Data supplied Start Marker

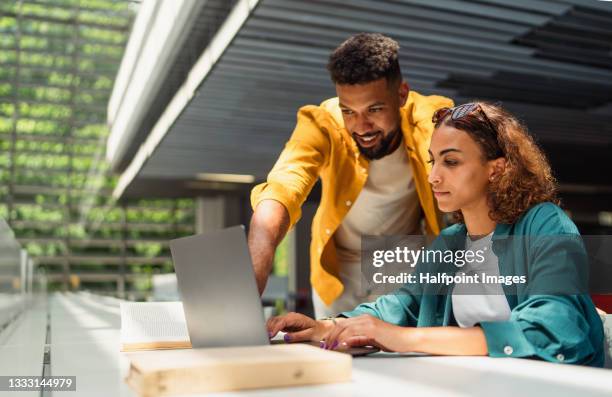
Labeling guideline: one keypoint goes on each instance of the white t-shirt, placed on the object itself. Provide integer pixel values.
(473, 303)
(387, 205)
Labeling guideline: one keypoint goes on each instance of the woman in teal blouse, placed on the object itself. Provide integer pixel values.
(488, 172)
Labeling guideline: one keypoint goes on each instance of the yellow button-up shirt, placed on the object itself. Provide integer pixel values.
(321, 147)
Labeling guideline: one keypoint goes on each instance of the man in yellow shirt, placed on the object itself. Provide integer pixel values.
(369, 147)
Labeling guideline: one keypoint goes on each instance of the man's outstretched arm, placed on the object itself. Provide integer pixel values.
(269, 225)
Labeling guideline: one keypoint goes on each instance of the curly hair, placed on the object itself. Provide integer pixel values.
(364, 58)
(527, 178)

Data supplied End Marker

Task instructions: Skip every picture and transcribe the data above exactly.

Answer space:
Labeling guideline: one keypoint goes on each instance of the white t-shirt, placed on the object itself. Provide integer pixel values.
(473, 303)
(387, 205)
Labeling guideline: one keypoint goes on each instance of the woman in teal blouse, placed on the object itself. Provide integer pixel values.
(488, 172)
Labeling guideline: one keypoint goes on each instance of the yellow button-up shirt, placed on the object itself. Provide integer pixel values.
(321, 147)
Labeling guideline: one keypoint goes on each instance of the man in yellow shirt, placed on the object itself. Provide integer pixel values.
(369, 147)
Labeling guideline: one keypoint goes on each instance of the man's outstretched arm, placed on the object itself. Provide integer pixel values.
(269, 225)
Labeling guideline: one keypoint goes on each instance of the curly hair, placed on the object itself. Provide integer pixel values.
(364, 58)
(527, 178)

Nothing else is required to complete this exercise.